* _What is expected_
Write out all of the data exactly as it appears.

* START Data for the task *

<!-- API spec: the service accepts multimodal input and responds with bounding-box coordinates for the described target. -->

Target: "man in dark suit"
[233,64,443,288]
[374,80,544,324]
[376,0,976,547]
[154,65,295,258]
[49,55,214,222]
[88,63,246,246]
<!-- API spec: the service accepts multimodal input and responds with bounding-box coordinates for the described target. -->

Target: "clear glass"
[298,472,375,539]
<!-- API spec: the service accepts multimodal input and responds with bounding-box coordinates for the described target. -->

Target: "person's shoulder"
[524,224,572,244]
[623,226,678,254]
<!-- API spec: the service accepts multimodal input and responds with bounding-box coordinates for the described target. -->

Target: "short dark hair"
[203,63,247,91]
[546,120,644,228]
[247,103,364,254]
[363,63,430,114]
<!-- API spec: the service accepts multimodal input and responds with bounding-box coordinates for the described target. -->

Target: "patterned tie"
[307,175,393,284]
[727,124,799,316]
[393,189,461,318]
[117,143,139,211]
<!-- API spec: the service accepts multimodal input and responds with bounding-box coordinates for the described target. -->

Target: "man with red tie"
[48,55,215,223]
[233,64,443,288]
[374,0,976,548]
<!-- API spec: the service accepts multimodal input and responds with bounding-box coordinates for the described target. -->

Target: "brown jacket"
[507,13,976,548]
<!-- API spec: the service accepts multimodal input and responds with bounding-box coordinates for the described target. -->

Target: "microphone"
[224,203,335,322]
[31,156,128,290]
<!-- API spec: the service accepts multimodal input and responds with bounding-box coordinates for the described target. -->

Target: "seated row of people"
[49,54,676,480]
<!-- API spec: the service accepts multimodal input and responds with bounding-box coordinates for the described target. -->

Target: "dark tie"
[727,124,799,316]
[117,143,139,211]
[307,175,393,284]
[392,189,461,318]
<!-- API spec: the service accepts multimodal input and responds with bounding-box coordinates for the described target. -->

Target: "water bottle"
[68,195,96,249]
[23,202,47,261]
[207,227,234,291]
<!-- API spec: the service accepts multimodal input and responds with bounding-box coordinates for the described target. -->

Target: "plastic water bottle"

* END Data for the task *

* _Right answer_
<!-- API spec: the service accepts multimodal input and responds with bounding-box coordinates for the described target. -->

Target: "man in dark suit"
[233,64,443,288]
[374,80,544,324]
[376,0,976,547]
[154,65,295,258]
[49,55,214,222]
[88,63,246,246]
<!-- API spec: the service accepts multimodal input and responds with bounding-box coordinates for the described target. -->

Target: "clear glass"
[298,472,375,539]
<!-- API spec: the service accepts multimodal input and responds with bounding-box coordinates for the described target. -->

Target: "person's shoulder"
[524,224,572,244]
[623,226,678,254]
<!-- API spec: the service accepts multimodal input and responds with bounding-box coordinates for the described target. -->

Target: "short dark hair"
[203,63,247,91]
[546,120,644,228]
[247,103,364,254]
[363,63,430,114]
<!-- API spec: the service accepts multimodal input and responds with bounding-box coordinates for the described target. -->

Target: "patterned tie"
[307,175,393,284]
[727,124,799,316]
[393,189,461,318]
[117,143,139,211]
<!-- API spec: the service accepts multimodal input and responds with bounding-box coordinates for the described target. -->

Target: "man with red tie"
[48,55,215,223]
[233,64,443,288]
[374,0,976,548]
<!-- API spec: the service accepts multimodal input and responds with bounding-box coordinates for the described target. -->

Target: "brown jacket"
[507,13,976,548]
<!-- API spec: the service accepts multimodal input and responds with bounding-box coordinates for the described target. -->

Target: "microphone"
[224,203,335,322]
[31,156,128,290]
<!-- API spec: the service accepts multimodal input and responds with bounding-box coordinates for the described target. -->

Target: "seated row of people"
[49,54,676,480]
<!-- API spec: the service accepts multimodal input and responds with bounding-box coordinates for the described target. -->

Target: "dark tie"
[727,124,799,316]
[117,143,139,211]
[307,175,393,284]
[392,189,461,318]
<!-- API spec: the service accepts multimodal input and responds with bounding-box coordinates for the described target. -->

Target: "water bottle"
[68,195,96,249]
[23,202,47,261]
[207,227,234,291]
<!-- API spec: the service accepts multimodal input and responds with bounding-box coordinates for the described target. -->

Target: "plastic water bottle"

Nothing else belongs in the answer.